TESTO DI PARTENZA:
* * * * * * * * *

Un tecnico che soffre come un cane prima delle partite, un maniacale artigiano schiavo del campo, del lavoro. Tatticamente Guidolin non è inferiore a nessuno, le sue squadre inoltre praticano sempre un bel gioco e danno filo da torcere a chiunque. Un interrogativo mi attanaglia ormai da una vita: perché sulle grandi panchine sono passati cani e porci e non lui? Che sia stato forse penalizzato da un carattere impenetrabile e poco incline ai servilismi? Lo spero. Nel suo Vicenza dei miracoli, quello della Coppa Italia alzata al cielo e della semifinale in Coppa delle Coppe contro il Chelsea, figurava un mediano di nome Mimmo Di Carlo. Non era solo un ruba palloni, partecipava anche alla costruzione della manovra e, soprattutto, teneva in ordine l’intero scacchiere. Il classico allenatore in campo, preludio di un destino inevitabile. Di strada ne ha fatta parecchia il buon Mimmo, vittima solo di una bontà d’animo molta rara nella società odierna; la sua faccia non è propriamente da duro, ha bisogno di avere una famiglia intorno a sé per potersi esprimere al meglio dal punto di vista professionale.

Due annate poco esaltanti nel Parma e nella Sampdoria, storie al contrario bellissime con Mantova e Chievo. Il calcio di Mimmo Di Carlo trova il suo habitat naturale nelle realtà a misura d’uomo, dove la persona viene prima del risultato, dove la vecchietta ti accudisce se hai il raffreddore. E, attenzione, si tratta di un calcio interessantissimo, perché veder giocare il Chievo è nel suo piccolo uno spettacolo: una squadra che occupa il campo alla perfezione e a cui fare gol non è mai semplice, un contropiede manovrato come solo il Napoli in Italia sa fare. Le ripartenze dei veronesi non sono frutto del caso come spesso capita, si nota il lavoro settimanale dell’allenatore su tale specifica situazione. E’ scuola italiana allo stato puro, è un misto tra cervello e pratica insistente; così facendo si crea uno spartito in cui tutti riescono ad interpretare al meglio il proprio compito. Il Chievo, fateci caso, non soffre come le rivali le assenze dei singoli, è un blocco unico e compatto. E’ una favola che prosegue spedita.

* * * * * * * * *

Voci di puntamento su oggetti nominati

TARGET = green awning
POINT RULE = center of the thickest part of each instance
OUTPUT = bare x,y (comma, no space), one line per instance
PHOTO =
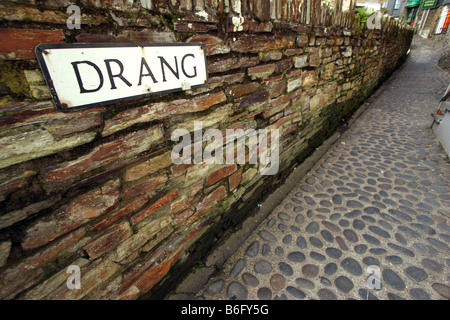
412,3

* * * * * * * * *

CONSEGNA: Secondo il testo di partenza, contro quale squadra il Vicenza di Guidolin giocò la semifinale di Coppa delle Coppe?

RISPOSTA COMPLETA: Contro il Chelsea.